:: EXERCISE DESCRIPTION ::
Copy out the lines of the records below word for word, starting with the line that contains "the light switch" and going on through the line that contains "[[232, 119]]".

(Source data)
....................
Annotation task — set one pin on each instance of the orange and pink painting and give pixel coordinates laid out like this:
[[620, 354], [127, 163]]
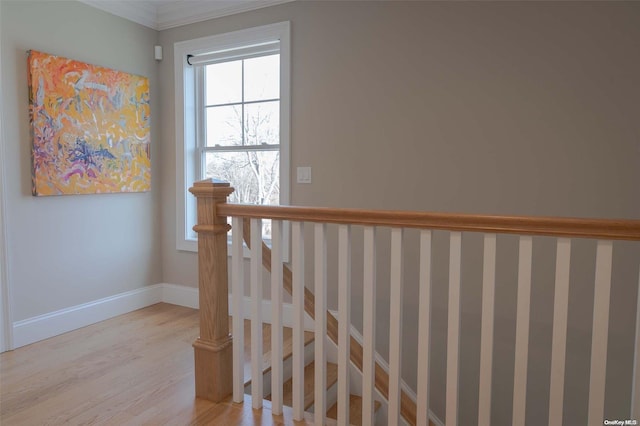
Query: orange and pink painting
[[90, 126]]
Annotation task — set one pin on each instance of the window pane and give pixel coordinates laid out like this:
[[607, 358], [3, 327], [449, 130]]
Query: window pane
[[224, 83], [262, 123], [262, 78], [224, 126], [255, 175]]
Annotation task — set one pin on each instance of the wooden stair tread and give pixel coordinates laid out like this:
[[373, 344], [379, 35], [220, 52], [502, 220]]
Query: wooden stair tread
[[287, 346], [355, 410], [309, 380]]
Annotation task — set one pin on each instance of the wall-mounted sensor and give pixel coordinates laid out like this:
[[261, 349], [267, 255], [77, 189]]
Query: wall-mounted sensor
[[304, 174]]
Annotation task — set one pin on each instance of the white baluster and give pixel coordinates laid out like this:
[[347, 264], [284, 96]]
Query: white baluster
[[600, 332], [486, 336], [297, 298], [395, 325], [237, 314], [424, 324], [453, 334], [256, 311], [344, 321], [320, 273], [276, 317], [368, 325], [559, 339], [522, 331], [635, 391]]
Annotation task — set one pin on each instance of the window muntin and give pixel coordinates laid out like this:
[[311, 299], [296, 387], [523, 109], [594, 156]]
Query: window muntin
[[198, 148]]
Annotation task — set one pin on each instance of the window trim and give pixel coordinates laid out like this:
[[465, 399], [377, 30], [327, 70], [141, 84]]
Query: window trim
[[187, 169]]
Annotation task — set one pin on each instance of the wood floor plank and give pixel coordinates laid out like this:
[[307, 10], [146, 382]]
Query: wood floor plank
[[135, 369]]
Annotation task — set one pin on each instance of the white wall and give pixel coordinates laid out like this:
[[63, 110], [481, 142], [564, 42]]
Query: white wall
[[5, 330], [524, 108], [68, 250]]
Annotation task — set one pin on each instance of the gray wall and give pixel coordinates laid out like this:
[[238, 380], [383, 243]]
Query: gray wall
[[500, 107], [68, 250]]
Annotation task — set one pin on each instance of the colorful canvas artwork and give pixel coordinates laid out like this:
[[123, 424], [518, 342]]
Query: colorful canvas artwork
[[91, 128]]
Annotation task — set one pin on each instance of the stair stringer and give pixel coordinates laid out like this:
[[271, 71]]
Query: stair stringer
[[355, 381], [407, 403]]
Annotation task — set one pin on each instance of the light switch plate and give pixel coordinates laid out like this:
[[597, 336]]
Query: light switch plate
[[304, 174]]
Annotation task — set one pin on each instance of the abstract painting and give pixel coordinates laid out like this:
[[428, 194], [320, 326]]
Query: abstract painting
[[90, 127]]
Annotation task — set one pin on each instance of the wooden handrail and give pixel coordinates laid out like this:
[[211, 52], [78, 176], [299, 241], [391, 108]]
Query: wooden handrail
[[407, 406], [612, 229]]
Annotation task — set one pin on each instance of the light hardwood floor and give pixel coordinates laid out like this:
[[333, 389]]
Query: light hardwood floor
[[136, 369]]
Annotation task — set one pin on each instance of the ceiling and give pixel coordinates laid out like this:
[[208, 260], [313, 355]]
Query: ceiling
[[163, 14]]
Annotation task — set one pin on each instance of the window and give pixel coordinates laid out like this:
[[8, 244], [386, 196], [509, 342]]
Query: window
[[232, 119]]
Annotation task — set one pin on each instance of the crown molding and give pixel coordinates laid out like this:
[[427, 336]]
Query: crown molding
[[141, 12], [165, 14], [176, 13]]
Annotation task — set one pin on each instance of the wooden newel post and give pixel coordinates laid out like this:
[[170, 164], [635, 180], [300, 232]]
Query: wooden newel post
[[213, 349]]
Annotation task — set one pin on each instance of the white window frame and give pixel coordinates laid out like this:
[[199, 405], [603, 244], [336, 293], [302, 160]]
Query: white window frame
[[187, 160]]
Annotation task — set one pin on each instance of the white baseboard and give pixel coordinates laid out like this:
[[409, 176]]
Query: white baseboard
[[52, 324], [55, 323], [180, 295]]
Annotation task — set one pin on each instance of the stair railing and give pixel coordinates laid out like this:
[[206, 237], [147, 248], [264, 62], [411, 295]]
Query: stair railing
[[212, 348]]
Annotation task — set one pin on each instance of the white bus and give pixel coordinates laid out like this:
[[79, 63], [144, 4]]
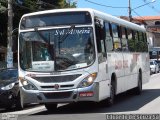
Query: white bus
[[71, 55]]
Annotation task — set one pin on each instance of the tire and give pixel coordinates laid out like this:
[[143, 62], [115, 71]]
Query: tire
[[110, 101], [51, 107], [138, 89], [19, 102]]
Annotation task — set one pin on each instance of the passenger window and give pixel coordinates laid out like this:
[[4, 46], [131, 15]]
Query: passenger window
[[100, 38], [131, 41], [116, 39], [108, 38], [123, 39]]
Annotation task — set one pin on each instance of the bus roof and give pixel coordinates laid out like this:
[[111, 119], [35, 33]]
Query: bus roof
[[105, 16]]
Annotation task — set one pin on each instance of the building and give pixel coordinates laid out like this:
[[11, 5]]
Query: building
[[152, 24]]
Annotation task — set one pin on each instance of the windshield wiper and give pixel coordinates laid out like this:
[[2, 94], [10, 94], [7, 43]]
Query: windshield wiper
[[40, 34], [51, 48], [67, 33]]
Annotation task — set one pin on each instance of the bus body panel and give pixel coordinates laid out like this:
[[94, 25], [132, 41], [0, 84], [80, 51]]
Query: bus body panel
[[124, 65]]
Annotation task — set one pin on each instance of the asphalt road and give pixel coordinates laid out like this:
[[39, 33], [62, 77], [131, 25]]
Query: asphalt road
[[127, 103]]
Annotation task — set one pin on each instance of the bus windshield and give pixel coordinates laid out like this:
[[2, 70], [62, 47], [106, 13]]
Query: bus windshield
[[57, 49]]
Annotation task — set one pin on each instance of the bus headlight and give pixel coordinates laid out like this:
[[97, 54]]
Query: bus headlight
[[28, 85], [8, 87], [88, 80]]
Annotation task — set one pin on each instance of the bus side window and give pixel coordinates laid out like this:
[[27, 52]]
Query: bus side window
[[100, 39], [145, 42], [116, 39], [123, 39], [108, 37], [131, 40]]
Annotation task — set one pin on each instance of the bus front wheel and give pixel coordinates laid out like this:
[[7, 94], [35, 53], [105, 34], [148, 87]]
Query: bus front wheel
[[51, 106]]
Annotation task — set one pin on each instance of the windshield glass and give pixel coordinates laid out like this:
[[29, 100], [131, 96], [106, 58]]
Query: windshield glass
[[8, 74], [56, 49]]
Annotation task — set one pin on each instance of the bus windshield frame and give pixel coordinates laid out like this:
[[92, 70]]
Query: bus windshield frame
[[56, 19]]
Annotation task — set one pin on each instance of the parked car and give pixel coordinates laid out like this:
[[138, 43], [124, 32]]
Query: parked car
[[154, 67], [9, 89]]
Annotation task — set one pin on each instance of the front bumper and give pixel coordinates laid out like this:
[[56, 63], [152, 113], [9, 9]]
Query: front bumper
[[7, 98], [61, 96]]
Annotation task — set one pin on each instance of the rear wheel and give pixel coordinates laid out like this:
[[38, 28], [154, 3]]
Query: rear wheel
[[51, 106]]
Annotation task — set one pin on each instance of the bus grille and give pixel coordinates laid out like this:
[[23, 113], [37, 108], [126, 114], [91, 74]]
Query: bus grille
[[58, 95], [56, 79]]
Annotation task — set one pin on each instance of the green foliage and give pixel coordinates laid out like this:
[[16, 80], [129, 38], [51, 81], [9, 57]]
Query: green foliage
[[26, 7]]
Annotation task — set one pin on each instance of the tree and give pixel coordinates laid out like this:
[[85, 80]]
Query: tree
[[21, 7]]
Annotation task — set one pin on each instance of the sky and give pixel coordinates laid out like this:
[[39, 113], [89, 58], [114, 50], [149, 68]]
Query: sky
[[140, 7]]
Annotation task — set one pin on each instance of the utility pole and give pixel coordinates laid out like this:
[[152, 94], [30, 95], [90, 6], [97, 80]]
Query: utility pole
[[10, 27], [129, 10]]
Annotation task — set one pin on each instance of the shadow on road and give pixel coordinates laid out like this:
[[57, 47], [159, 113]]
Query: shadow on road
[[30, 106], [124, 102]]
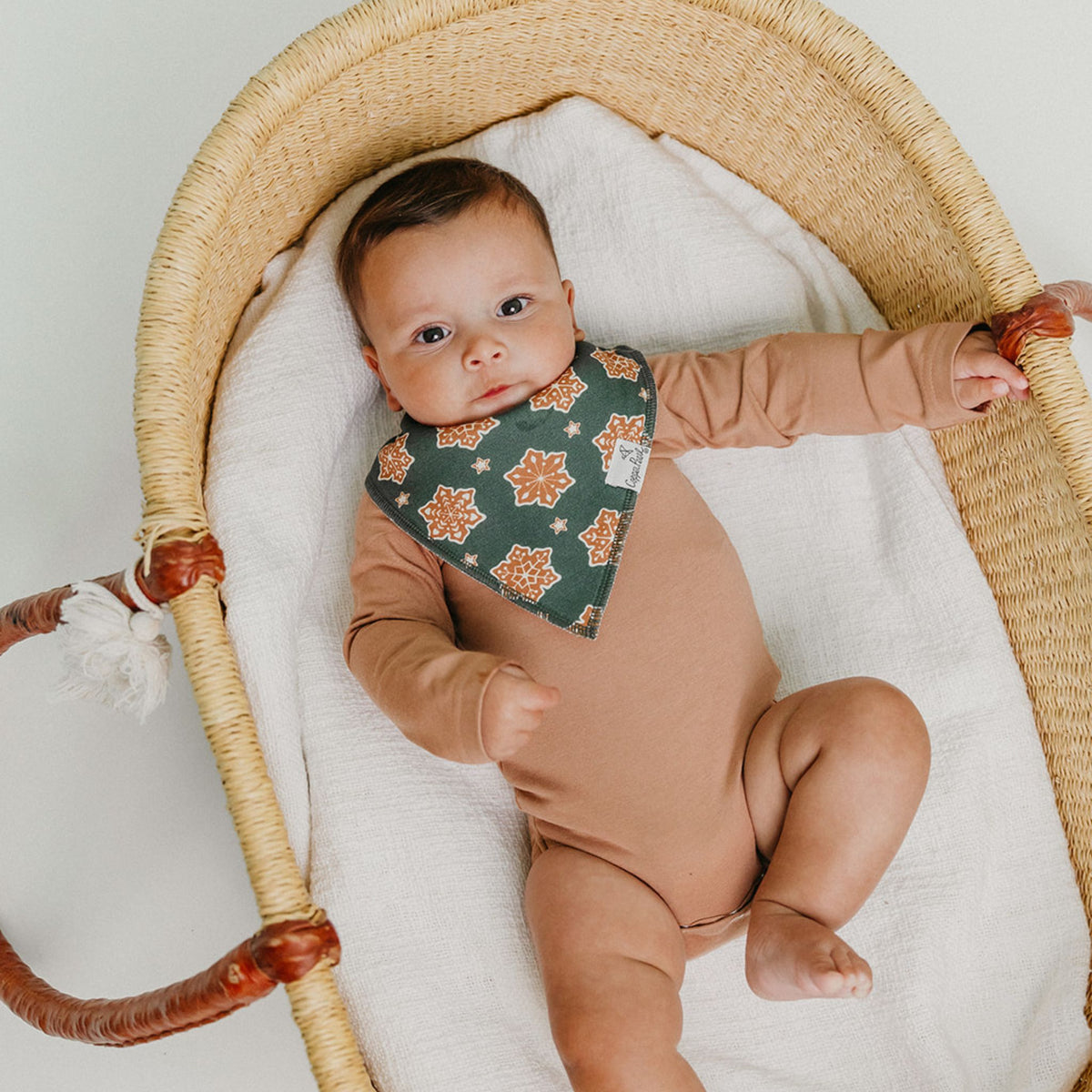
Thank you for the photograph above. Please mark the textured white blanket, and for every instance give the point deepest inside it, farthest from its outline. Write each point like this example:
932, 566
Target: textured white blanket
....................
:: RESULT OF THE TASK ::
Annotation task — set one pin on each instance of the light switch plate and give pixel coordinates laid out like this:
[[597, 336]]
Query: light switch plate
[[304, 174]]
Annotation task — set one pin on each instance of the abstract painting and give pixel coordinates laid out like this:
[[428, 194], [320, 326]]
Query: abstract painting
[[90, 127]]
Annotation task — set one pin on each instance of the wooden handrail and give pixel coordinates laid out like this:
[[211, 52], [78, 176], [299, 241], [391, 108]]
Query: wooden handrail
[[407, 406], [612, 229]]
Annotation task — set one pin on each instance of the light hardwood floor and give pixel coordinates laid out like this:
[[333, 389]]
Query: light hardwood floor
[[136, 369]]
Annotation task — set one pin on each instance of the ceiling and give pixel coordinates laid out like this:
[[208, 260], [313, 355]]
Query: ceiling
[[163, 14]]
Annotation task — set one pin on each instance of the window and give pixel coordinates laid out like this:
[[8, 244], [386, 196], [509, 342]]
Query: window
[[232, 119]]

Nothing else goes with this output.